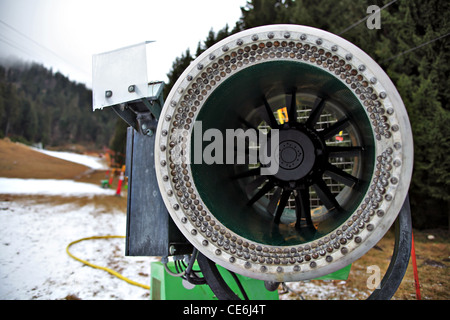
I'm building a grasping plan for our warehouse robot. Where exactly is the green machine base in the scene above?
[150,261,351,300]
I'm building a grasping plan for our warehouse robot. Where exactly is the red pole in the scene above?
[116,166,125,196]
[411,234,421,300]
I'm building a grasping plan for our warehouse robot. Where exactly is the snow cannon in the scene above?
[93,25,413,299]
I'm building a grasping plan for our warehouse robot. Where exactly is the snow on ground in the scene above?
[32,148,108,170]
[0,152,156,300]
[0,178,115,196]
[0,199,154,300]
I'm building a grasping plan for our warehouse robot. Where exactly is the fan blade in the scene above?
[295,188,316,236]
[231,167,261,180]
[306,97,325,128]
[262,96,278,128]
[313,178,341,210]
[320,117,350,140]
[238,117,258,131]
[324,164,359,188]
[245,176,267,193]
[327,146,363,158]
[274,189,292,224]
[267,187,282,215]
[247,177,275,206]
[286,89,297,123]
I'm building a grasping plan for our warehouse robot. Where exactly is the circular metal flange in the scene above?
[155,25,413,282]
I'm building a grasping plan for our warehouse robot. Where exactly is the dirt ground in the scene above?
[0,140,450,300]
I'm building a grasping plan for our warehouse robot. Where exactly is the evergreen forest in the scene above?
[165,0,450,229]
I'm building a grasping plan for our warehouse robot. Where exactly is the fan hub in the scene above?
[273,128,316,181]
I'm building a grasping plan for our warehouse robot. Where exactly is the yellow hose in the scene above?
[66,236,150,290]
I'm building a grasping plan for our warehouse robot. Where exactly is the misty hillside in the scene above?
[0,62,117,148]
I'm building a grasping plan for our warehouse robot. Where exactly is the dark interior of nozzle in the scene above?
[190,61,374,246]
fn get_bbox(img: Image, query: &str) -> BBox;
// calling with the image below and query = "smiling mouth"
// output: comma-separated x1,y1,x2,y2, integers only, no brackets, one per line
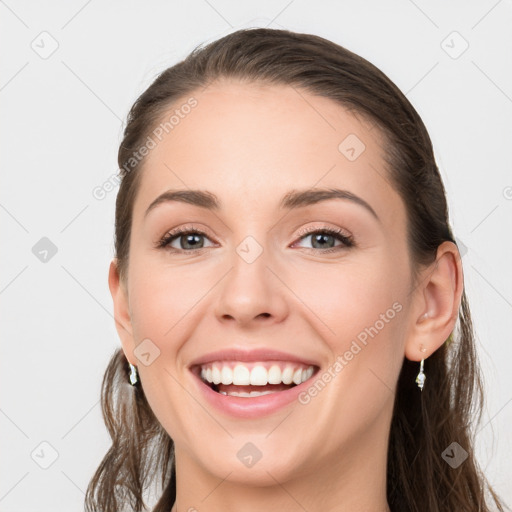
194,361,318,398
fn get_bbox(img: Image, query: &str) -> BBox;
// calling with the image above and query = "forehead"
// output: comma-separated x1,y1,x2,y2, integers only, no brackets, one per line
134,80,404,228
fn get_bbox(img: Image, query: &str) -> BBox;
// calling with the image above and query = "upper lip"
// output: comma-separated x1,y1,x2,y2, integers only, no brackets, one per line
190,347,318,367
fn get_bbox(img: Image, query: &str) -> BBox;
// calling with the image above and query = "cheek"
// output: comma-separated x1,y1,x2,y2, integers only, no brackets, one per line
293,258,404,354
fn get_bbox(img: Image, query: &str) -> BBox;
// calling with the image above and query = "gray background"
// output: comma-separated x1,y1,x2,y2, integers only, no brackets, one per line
0,0,512,512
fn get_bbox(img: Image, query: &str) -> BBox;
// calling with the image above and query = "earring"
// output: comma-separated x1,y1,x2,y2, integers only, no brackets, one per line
416,359,427,391
128,363,139,386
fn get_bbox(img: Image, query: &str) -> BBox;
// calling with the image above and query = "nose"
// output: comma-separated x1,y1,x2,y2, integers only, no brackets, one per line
216,244,289,327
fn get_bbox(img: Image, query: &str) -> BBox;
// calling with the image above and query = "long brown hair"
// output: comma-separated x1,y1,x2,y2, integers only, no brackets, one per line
86,28,503,512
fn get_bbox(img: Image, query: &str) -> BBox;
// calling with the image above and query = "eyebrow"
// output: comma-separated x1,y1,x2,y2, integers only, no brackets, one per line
144,188,380,222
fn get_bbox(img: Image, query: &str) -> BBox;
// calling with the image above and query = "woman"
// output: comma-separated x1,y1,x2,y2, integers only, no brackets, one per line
86,29,503,512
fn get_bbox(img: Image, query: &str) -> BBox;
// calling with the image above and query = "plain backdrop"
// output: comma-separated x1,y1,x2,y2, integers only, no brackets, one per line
0,0,512,512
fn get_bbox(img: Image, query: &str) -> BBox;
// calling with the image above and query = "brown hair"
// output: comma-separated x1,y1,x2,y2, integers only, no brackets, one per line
86,28,503,512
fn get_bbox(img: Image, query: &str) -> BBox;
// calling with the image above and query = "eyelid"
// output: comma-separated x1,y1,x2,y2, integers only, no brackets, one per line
156,224,355,253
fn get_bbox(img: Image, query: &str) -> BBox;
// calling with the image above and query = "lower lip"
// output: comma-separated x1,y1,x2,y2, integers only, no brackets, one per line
192,372,316,418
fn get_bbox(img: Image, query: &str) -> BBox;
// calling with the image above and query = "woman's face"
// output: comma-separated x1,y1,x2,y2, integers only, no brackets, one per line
112,81,411,485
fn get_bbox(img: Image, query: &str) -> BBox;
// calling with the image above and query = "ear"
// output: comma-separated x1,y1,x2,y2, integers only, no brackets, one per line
108,258,136,366
405,241,464,361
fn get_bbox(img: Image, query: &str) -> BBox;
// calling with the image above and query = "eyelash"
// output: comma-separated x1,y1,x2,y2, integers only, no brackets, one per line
157,226,355,254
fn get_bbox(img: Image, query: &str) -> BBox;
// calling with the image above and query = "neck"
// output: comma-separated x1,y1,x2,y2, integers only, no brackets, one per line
171,408,390,512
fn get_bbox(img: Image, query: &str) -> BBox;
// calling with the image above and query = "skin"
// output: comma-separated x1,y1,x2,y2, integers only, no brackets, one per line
109,80,463,512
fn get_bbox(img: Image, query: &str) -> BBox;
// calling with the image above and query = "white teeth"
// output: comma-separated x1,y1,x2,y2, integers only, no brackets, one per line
233,364,251,386
201,361,315,386
212,365,221,384
251,366,268,386
268,364,281,384
293,368,302,384
281,366,293,384
221,366,233,385
220,391,277,397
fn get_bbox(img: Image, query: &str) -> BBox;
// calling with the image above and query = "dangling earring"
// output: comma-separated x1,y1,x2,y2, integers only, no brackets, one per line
416,359,427,391
128,363,139,386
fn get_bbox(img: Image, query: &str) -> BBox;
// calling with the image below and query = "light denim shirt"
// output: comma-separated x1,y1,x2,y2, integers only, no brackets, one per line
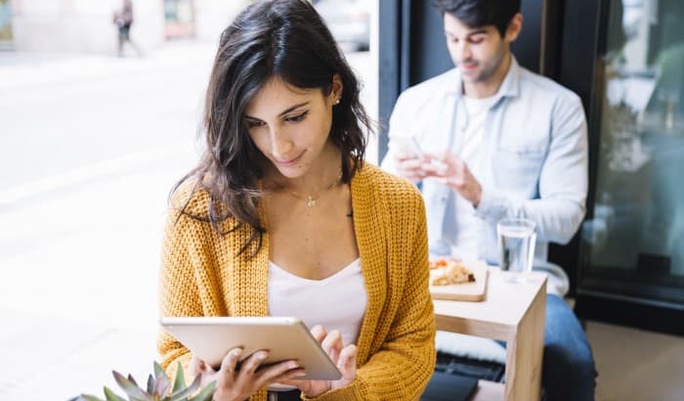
382,59,588,295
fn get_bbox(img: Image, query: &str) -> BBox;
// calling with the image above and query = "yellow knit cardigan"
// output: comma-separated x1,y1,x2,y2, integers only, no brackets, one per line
158,163,435,401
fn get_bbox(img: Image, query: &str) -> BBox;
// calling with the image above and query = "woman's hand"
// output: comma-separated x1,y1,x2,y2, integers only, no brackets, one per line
280,325,356,398
190,348,304,401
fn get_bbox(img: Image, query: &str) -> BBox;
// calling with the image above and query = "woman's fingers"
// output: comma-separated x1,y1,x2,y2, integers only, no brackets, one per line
240,350,268,375
337,344,356,379
311,324,328,344
321,330,343,364
220,348,242,373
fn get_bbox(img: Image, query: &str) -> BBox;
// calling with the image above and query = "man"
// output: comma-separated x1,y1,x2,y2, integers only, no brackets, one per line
383,0,596,401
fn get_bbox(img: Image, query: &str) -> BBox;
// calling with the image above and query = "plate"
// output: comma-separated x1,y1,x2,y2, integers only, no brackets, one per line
430,261,489,302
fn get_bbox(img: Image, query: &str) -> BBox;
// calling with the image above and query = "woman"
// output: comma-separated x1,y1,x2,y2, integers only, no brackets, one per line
159,0,435,401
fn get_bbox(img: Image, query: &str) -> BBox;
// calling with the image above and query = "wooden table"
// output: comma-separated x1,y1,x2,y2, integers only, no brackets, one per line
434,268,546,401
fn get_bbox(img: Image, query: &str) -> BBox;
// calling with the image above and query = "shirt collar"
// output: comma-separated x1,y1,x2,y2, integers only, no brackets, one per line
448,55,522,99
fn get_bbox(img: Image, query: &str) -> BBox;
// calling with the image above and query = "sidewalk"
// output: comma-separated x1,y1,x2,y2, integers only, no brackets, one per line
0,43,376,401
0,41,216,96
0,39,213,401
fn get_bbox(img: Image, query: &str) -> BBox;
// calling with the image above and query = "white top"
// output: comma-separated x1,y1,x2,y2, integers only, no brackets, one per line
268,259,368,346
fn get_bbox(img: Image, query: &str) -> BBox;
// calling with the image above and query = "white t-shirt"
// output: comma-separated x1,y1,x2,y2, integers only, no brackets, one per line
268,259,368,346
445,96,497,260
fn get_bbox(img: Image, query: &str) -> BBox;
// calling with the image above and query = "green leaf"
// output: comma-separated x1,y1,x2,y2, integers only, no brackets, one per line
152,374,171,397
188,376,216,401
153,361,166,380
169,362,185,393
112,371,154,401
169,375,202,401
104,386,126,401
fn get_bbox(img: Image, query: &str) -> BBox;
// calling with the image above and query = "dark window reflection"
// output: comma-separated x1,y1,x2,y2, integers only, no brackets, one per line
583,0,684,302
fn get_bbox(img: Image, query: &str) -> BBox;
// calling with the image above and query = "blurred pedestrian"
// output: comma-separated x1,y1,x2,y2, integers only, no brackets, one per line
113,0,142,57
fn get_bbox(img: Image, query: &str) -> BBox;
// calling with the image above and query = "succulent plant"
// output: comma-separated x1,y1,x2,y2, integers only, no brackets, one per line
71,362,216,401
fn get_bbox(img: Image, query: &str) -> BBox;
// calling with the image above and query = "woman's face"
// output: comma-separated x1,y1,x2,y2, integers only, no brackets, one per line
244,75,342,178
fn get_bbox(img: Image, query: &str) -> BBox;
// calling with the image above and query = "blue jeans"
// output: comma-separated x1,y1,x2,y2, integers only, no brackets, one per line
542,294,597,401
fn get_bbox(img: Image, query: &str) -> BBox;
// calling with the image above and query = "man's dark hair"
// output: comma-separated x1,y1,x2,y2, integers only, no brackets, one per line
435,0,520,37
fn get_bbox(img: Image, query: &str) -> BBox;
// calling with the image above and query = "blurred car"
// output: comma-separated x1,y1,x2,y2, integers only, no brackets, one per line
312,0,371,51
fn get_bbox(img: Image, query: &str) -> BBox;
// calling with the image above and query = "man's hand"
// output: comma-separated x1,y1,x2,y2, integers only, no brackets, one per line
420,153,482,207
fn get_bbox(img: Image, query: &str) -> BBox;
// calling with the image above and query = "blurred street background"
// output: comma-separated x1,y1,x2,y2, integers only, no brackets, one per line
0,0,377,401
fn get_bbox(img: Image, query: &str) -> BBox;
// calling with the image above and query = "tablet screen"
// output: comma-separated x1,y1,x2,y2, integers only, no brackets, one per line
161,316,342,380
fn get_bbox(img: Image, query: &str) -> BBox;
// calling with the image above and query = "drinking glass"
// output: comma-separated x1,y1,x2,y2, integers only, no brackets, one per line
496,217,537,282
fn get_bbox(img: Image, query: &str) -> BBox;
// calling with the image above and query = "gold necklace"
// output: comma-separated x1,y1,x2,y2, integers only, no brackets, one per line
290,171,342,209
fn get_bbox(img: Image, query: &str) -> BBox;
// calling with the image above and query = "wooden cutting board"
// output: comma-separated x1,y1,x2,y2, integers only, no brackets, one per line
430,262,489,302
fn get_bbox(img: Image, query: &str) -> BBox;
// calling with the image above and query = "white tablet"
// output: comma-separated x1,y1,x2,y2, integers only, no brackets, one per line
161,316,342,380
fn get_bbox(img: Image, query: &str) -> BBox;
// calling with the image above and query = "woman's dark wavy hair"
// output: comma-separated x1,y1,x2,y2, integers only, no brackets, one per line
172,0,371,255
434,0,521,37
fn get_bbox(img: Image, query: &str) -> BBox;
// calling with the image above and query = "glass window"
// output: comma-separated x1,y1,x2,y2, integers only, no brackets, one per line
583,0,684,302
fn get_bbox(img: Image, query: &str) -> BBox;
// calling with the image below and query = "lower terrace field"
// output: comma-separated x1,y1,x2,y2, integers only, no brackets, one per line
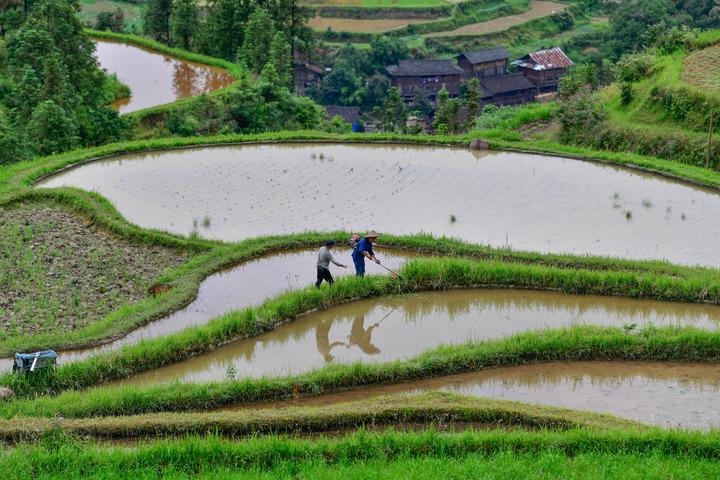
0,203,187,342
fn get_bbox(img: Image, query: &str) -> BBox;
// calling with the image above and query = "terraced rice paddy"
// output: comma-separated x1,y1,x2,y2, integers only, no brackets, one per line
126,290,720,385
95,40,235,113
238,362,720,429
425,0,569,37
40,144,720,266
308,16,436,33
682,46,720,94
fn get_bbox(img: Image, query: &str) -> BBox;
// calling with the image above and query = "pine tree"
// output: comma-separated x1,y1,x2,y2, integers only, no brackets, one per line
170,0,199,50
268,31,293,88
239,8,275,73
463,77,482,125
143,0,172,43
433,87,460,135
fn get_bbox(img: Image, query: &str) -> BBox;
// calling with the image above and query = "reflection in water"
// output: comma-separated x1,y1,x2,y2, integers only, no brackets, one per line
230,362,720,429
95,40,234,113
40,144,720,266
127,290,720,383
0,248,415,371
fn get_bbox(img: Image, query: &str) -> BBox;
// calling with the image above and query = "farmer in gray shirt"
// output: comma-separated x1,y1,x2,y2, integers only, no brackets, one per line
315,240,347,288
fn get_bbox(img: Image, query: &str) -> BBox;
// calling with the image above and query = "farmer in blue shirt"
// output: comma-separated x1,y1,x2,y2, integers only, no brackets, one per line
352,230,380,277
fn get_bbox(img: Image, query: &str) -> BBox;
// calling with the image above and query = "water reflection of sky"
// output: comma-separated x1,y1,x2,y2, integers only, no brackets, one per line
124,290,720,382
38,145,720,266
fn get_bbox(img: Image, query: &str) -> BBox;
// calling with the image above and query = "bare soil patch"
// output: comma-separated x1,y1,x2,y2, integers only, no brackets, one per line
309,16,430,33
427,0,569,37
0,205,186,339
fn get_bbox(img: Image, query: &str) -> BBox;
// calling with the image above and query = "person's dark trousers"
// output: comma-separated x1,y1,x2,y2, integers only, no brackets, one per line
315,267,335,288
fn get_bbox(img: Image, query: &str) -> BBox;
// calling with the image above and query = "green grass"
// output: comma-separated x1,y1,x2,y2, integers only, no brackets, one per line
0,326,720,419
0,430,720,479
78,0,143,32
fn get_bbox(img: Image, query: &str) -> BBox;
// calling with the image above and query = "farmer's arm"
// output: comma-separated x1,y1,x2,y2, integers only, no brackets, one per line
328,252,347,268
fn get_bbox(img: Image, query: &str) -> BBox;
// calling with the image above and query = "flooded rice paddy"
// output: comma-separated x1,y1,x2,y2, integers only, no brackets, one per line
0,248,414,371
232,362,720,429
40,144,720,266
95,40,235,113
125,290,720,384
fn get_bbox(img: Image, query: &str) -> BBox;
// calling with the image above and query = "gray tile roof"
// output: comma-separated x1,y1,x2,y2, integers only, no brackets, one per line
385,60,463,77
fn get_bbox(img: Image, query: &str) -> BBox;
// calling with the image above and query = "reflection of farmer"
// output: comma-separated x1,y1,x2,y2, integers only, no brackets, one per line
347,315,380,355
315,320,347,362
352,231,380,277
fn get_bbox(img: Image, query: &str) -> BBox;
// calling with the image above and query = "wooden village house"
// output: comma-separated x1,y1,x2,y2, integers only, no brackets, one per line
457,47,510,80
480,73,537,107
513,47,574,93
385,60,463,103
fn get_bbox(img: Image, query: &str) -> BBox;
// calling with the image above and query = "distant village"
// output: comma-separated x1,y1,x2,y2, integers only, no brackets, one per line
295,47,573,131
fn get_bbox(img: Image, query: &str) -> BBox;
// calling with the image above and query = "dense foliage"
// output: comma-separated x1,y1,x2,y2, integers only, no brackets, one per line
0,0,125,164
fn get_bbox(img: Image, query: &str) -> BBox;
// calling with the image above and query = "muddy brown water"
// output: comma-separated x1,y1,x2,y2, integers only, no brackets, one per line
95,40,235,113
0,247,416,371
225,362,720,429
123,290,720,384
40,144,720,266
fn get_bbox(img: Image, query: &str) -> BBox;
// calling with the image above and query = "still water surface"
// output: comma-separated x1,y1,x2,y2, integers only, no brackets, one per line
125,290,720,384
230,362,720,429
40,144,720,266
95,40,235,113
0,248,416,371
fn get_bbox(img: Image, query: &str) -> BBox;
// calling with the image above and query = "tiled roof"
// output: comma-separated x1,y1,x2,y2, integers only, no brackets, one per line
385,60,463,77
513,47,575,70
480,73,535,97
461,47,510,65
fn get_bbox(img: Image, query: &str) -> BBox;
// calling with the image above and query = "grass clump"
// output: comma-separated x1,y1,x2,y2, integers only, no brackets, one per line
0,326,720,419
0,430,720,479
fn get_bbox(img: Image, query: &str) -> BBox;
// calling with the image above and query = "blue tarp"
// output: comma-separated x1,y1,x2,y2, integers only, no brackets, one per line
13,350,57,372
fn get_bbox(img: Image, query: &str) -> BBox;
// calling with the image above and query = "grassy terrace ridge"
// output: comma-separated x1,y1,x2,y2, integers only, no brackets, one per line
0,430,720,480
0,392,647,443
85,28,249,122
0,132,720,355
5,326,720,419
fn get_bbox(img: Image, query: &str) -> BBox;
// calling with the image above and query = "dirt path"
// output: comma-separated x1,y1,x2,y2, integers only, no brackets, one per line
308,17,442,33
426,0,569,37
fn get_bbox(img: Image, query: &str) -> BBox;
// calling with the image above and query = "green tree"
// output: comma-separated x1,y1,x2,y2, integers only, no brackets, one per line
268,31,293,88
238,8,275,73
433,87,460,135
365,35,410,74
374,87,408,132
170,0,199,50
463,77,482,125
143,0,173,43
26,100,78,155
604,0,675,59
195,0,252,60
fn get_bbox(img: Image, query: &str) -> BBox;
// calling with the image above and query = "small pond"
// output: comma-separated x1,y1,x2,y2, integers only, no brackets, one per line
125,290,720,384
40,144,720,266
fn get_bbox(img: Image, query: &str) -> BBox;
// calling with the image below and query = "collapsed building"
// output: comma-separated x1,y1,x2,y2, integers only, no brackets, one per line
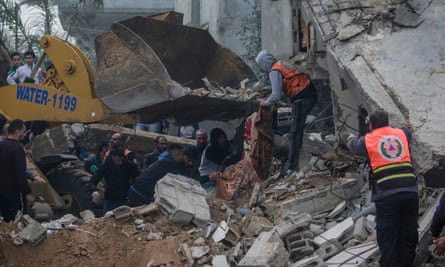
0,0,443,266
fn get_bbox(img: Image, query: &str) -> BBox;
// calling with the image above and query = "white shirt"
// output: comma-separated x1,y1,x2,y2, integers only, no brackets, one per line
7,63,45,84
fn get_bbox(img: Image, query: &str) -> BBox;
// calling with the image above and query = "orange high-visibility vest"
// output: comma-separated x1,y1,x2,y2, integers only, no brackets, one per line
365,126,416,188
271,61,311,98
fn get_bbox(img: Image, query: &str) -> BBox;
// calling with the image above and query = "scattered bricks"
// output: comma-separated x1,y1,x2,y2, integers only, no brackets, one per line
353,217,368,241
238,231,289,267
275,213,312,239
241,214,273,236
326,242,378,267
113,206,132,221
155,173,210,227
315,240,343,260
285,231,314,261
290,255,328,267
19,220,46,246
314,217,354,246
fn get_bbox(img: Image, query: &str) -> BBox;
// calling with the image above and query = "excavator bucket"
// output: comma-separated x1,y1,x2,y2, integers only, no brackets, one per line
96,13,256,124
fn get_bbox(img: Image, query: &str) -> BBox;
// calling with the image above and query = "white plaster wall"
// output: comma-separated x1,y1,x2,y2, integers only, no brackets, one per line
261,0,294,59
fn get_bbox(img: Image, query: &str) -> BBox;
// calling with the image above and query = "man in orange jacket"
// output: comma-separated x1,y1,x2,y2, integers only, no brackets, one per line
346,111,419,267
255,50,317,175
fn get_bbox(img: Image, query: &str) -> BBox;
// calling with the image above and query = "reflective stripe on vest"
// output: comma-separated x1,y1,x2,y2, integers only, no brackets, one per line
270,61,311,98
365,126,416,184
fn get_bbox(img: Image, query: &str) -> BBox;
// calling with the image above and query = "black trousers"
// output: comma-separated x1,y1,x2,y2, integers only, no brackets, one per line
375,192,419,267
0,192,27,222
285,88,317,170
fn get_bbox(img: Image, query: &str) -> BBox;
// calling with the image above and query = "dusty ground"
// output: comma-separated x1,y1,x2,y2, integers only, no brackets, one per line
0,213,205,267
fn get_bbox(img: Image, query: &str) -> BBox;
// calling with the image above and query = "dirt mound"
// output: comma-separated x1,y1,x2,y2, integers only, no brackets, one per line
0,215,200,267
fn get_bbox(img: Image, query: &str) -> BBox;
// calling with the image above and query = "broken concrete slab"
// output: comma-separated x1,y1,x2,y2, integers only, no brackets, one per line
241,214,273,236
393,6,423,28
262,178,364,222
274,213,312,239
285,231,314,261
326,242,378,267
155,173,210,227
314,217,354,246
238,231,289,267
315,240,343,260
18,221,46,246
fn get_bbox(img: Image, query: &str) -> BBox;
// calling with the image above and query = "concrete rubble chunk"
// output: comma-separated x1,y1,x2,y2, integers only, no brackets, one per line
212,255,230,267
212,221,229,243
290,255,328,267
275,213,312,239
80,210,96,223
241,214,273,236
285,231,314,261
179,244,195,266
19,220,46,246
113,206,132,221
326,242,378,267
191,246,210,259
155,173,210,227
337,24,366,41
238,231,289,267
315,240,343,260
314,217,354,246
353,217,368,241
394,6,423,28
328,201,346,218
261,178,364,222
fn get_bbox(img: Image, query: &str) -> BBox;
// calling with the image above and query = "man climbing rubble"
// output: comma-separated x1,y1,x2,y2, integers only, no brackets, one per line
346,111,419,267
255,50,317,175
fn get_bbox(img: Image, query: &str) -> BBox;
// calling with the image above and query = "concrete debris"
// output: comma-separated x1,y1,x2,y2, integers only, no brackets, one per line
238,231,289,267
328,201,346,218
274,213,312,239
19,220,46,246
394,6,423,28
155,174,210,227
326,242,378,267
314,217,354,246
241,214,273,236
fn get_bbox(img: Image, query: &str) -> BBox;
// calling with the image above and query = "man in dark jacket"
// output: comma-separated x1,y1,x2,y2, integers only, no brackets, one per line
0,120,34,222
346,111,419,267
255,50,317,175
90,148,139,214
128,144,190,207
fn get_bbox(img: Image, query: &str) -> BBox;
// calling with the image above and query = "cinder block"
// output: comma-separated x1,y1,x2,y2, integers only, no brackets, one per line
238,231,289,267
315,240,343,260
314,217,354,246
275,213,312,239
285,231,314,261
155,173,210,227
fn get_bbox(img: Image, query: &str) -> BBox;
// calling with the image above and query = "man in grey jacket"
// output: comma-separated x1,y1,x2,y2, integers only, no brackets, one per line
256,50,317,175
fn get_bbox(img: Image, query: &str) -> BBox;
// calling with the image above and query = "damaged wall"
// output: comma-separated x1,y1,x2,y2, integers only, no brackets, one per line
262,0,445,173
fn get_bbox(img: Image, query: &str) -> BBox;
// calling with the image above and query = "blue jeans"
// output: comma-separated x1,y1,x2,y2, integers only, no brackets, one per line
285,92,317,170
103,200,127,215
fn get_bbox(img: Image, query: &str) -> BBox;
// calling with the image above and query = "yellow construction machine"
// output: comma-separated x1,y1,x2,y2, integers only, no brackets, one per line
0,13,256,219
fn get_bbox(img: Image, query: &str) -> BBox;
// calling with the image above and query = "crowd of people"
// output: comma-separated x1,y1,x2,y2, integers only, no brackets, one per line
0,50,445,266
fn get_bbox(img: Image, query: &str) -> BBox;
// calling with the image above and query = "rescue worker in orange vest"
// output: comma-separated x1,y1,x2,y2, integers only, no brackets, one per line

═══

REQUIRED WORK |
Starting at the beginning of the entries and ending at the line that contains "[155,25,413,282]", write those lines again with "warehouse robot" swapped for "assembly robot" and nothing else changed. Leave the pictures out.

TASK RESPONSE |
I'm building a grasping plan for our assembly robot. Where exactly is the green machine base in the scene above?
[150,261,351,300]
I'm building a grasping plan for our assembly robot. Where exactly is the red pole in the scene above?
[116,166,125,196]
[411,234,421,300]
I'm building a grasping plan for our assembly robot. Where exactly is the snow cannon in the scene above?
[93,25,413,299]
I'm building a grasping plan for our assembly robot. Where exactly is the snow on ground in the scene above?
[32,148,108,170]
[0,152,156,300]
[0,178,115,196]
[0,199,154,300]
I'm building a grasping plan for our assembly robot. Where exactly is the fan blade in the scene above?
[295,188,316,236]
[231,167,261,180]
[306,97,325,128]
[262,96,278,128]
[313,178,341,210]
[320,117,350,140]
[238,117,258,131]
[324,164,359,188]
[245,176,267,193]
[327,146,363,158]
[274,189,292,224]
[267,187,282,215]
[247,177,275,206]
[286,89,297,123]
I'm building a grasping plan for our assembly robot. Where exactly is the circular metal flange in the scene above?
[155,25,413,282]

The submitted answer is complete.